The Ceremonial Hall stands beside the Old Jewish Cemetery and the Klausen Synagogue in Josefov, the former Jewish Town of Prague. It belonged to the Prague Jewish Burial Society, the Hevra Kadisha, one of the most important communal institutions of Jewish Prague.
Prague Hevra Kadisha
The Prague Hevra Kadisha was founded in 1564 by Rabbi Eliezer Ashkenazi. Its statutes were later revised by Rabbi Judah Loew ben Bezalel, the Maharal of Prague, and became influential for burial societies across Ashkenazi Europe.
The society was responsible for visiting the sick, caring for the dying, purifying the body, organizing burial and supporting the rituals of mourning. Within this framework, burial was not only a practical duty. It was a communal act governed by dignity, discipline and religious responsibility.
Ceremonial Hall and Burial Practice
The present Ceremonial Hall was built between 1906 and 1908, on the grounds of the Old Jewish Cemetery. It was designed by Jan Gerstl and Alois Gabriel in a Neo-Romanesque style. Although the building appears medieval at first sight, it belongs to the early twentieth century and reflects the historicist architecture of that period.
The building was created for the final services connected to burial. Its basement contained a mortuary, from which funeral processions departed for the New Jewish Cemetery. The hall was also equipped with one of the first technical elevators in Prague.
The most important ritual associated with the building was taharah, the purification of the body before burial. In Jewish funerary practice, taharah forms part of a broader system of care toward the dead, carried out by the burial society before interment.
The Ceremonial Hall stood at the edge of the Old Jewish Cemetery, where burials had ended in 1787. Its location preserved a physical link between the old burial ground of Prague’s Jewish community and the later funerary system that led to the New Jewish Cemetery.

----------------------------------------

*Requests*.
(1) According to the passage on the Ceremonial Hall, who designed the building?
(2) Set down word for word the part of the passage on the Ceremonial Hall starting with "The Ceremonial Hall stood" and going on through "to the New Jewish Cemetery.".
The material after the passage on the Ceremonial Hall comes from a separate source.

----------------------------------------

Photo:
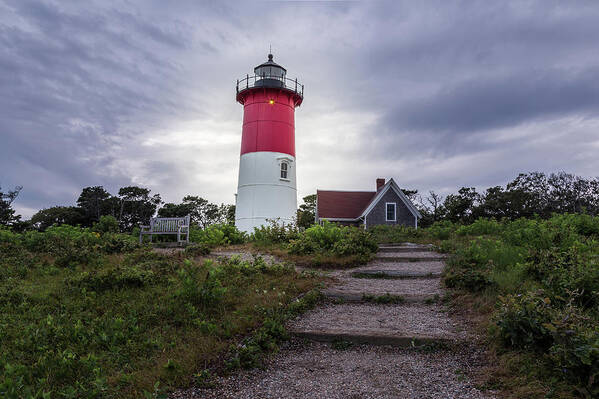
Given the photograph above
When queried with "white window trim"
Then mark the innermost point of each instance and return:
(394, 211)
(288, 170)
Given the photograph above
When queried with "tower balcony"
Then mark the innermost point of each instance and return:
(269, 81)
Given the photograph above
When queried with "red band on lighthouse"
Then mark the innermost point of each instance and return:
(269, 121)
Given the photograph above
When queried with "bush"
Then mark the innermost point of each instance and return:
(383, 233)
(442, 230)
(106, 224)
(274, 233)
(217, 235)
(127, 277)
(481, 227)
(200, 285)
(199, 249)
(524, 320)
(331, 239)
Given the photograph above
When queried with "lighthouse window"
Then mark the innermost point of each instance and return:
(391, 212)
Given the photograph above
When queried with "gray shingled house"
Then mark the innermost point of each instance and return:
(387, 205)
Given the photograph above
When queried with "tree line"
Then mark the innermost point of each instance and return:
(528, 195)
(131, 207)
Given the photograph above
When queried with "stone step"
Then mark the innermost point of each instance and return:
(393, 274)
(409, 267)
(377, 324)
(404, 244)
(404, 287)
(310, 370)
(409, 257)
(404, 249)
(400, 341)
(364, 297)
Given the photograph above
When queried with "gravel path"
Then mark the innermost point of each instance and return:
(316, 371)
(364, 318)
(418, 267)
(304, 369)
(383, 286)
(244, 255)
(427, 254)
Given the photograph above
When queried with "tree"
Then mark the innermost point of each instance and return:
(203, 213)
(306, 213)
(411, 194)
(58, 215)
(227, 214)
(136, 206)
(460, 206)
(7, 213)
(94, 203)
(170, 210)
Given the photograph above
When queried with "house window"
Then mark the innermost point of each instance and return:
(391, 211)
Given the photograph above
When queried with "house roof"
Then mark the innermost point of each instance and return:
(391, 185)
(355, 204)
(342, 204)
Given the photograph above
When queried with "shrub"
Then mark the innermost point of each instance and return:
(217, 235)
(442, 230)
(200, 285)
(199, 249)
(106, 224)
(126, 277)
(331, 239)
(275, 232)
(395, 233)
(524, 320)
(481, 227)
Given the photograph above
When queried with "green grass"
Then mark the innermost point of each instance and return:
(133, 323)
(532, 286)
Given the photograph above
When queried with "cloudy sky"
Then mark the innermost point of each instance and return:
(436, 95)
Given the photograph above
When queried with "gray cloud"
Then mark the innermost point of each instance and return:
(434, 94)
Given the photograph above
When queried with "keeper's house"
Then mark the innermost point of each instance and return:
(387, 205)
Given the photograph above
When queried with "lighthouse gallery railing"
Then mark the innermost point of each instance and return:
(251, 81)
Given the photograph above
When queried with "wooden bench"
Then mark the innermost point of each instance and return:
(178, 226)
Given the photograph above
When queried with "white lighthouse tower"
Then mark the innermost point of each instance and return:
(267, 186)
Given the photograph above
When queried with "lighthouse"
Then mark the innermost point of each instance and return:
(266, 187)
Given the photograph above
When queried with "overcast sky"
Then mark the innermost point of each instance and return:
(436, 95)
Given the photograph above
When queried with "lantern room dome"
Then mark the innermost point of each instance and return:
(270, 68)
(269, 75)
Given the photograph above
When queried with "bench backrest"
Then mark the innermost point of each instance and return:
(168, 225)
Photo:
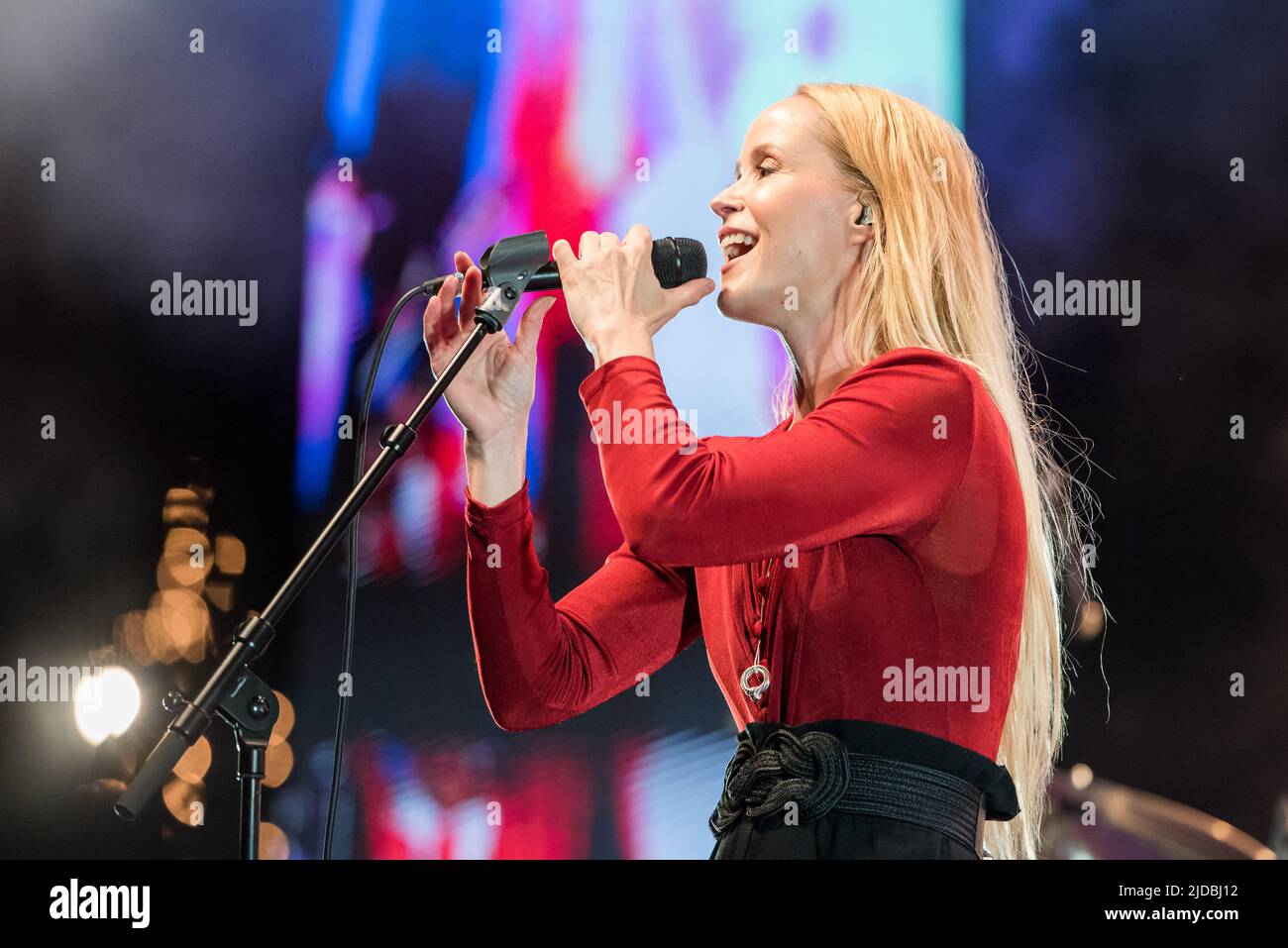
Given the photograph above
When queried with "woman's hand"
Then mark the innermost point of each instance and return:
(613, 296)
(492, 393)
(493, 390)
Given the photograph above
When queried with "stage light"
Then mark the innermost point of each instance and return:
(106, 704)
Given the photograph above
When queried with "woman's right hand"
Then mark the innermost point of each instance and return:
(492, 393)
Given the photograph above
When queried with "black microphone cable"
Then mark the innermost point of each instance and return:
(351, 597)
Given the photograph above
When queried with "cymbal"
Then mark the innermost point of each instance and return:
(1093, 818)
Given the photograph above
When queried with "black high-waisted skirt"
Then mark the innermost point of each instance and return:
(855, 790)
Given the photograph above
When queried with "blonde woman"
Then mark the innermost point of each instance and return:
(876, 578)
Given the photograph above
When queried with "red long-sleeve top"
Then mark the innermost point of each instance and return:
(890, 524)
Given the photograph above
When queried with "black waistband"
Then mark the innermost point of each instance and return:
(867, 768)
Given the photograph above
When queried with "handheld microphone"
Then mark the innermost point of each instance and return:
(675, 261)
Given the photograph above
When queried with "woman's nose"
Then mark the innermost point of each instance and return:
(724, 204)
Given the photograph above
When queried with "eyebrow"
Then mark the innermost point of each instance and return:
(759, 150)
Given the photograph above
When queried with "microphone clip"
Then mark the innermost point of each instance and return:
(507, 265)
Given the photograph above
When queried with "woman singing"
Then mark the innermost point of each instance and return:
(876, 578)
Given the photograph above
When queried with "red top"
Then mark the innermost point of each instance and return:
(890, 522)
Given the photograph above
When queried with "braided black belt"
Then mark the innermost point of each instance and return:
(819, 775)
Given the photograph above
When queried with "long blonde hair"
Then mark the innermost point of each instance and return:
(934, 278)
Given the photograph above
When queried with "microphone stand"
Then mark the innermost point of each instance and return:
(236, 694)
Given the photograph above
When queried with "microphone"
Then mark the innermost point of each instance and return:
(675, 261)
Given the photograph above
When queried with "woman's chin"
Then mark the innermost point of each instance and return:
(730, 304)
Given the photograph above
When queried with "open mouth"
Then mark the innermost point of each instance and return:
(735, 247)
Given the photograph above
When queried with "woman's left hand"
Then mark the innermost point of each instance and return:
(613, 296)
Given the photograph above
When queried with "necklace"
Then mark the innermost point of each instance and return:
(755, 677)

----------------------------------------

*Outputs for the tasks*.
(1) Jan Gerstl and Alois Gabriel

(2)
The Ceremonial Hall stood at the edge of the Old Jewish Cemetery, where burials had ended in 1787. Its location preserved a physical link between the old burial ground of Prague’s Jewish community and the later funerary system that led to the New Jewish Cemetery.